Goal of the exercise: Look for the string "woman" in the listing below and copy every line in which it appears.

-- -- --

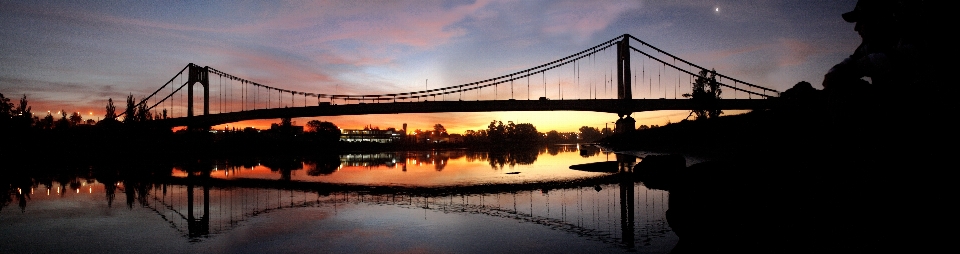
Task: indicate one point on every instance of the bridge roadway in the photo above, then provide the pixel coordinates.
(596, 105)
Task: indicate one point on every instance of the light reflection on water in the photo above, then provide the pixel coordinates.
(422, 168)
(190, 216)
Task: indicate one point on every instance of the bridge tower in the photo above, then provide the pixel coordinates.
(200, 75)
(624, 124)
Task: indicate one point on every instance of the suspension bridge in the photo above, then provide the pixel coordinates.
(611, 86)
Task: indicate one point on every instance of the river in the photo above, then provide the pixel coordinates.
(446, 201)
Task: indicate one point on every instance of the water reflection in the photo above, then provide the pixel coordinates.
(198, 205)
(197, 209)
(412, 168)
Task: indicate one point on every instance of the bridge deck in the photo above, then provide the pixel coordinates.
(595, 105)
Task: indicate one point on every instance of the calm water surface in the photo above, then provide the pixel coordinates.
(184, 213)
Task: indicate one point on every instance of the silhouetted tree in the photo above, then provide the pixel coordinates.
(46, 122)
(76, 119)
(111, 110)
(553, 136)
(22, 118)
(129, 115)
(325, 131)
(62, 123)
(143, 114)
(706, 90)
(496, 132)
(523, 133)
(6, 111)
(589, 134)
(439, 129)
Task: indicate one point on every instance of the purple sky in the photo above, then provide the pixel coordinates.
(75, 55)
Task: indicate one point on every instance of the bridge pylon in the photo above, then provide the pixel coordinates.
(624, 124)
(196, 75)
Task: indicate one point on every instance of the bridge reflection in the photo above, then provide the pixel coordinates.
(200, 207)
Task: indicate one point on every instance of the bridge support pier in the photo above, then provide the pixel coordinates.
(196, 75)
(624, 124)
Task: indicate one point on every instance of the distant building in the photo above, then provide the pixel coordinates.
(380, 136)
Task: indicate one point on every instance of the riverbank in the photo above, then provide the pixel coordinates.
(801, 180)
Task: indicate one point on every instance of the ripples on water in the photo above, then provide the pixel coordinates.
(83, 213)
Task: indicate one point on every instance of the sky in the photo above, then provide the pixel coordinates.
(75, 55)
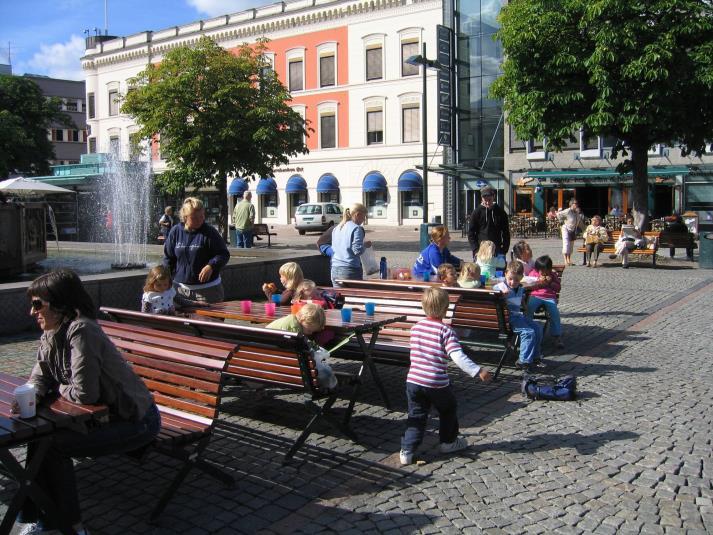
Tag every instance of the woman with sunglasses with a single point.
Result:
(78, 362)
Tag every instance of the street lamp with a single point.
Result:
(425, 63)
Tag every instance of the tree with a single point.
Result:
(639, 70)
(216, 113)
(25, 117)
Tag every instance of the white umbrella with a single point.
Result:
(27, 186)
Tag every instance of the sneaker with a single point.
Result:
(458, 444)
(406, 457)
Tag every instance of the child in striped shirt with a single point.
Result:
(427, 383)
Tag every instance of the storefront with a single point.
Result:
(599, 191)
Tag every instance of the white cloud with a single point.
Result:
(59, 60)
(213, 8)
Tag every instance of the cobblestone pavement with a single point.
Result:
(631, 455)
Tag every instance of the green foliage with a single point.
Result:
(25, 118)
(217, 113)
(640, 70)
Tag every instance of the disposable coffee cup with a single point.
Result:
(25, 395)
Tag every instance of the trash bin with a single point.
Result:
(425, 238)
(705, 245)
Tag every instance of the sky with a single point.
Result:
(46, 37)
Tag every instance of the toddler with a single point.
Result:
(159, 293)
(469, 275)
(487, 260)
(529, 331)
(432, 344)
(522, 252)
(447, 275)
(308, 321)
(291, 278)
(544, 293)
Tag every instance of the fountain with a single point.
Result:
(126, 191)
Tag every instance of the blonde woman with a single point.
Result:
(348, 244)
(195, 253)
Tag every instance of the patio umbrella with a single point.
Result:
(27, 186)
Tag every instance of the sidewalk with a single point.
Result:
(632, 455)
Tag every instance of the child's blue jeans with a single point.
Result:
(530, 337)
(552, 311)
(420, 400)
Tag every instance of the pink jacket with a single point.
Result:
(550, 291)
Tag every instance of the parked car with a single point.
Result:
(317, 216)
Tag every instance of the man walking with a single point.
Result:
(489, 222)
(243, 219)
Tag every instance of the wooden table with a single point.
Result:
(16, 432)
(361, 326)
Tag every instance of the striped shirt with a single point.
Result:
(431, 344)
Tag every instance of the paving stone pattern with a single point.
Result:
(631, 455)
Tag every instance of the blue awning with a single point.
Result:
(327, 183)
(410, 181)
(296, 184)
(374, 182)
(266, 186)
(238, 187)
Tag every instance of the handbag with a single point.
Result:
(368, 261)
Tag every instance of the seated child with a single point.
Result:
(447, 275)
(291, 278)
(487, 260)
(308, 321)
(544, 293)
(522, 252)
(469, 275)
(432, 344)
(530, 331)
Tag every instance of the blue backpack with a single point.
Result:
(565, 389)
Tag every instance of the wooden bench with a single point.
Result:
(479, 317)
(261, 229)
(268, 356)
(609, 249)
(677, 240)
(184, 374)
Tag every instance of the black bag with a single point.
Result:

-- -- --

Solution for this exercise:
Tag every instance of the woman with sunglasses with a single point.
Tag every instance of the blonde woman with a single point.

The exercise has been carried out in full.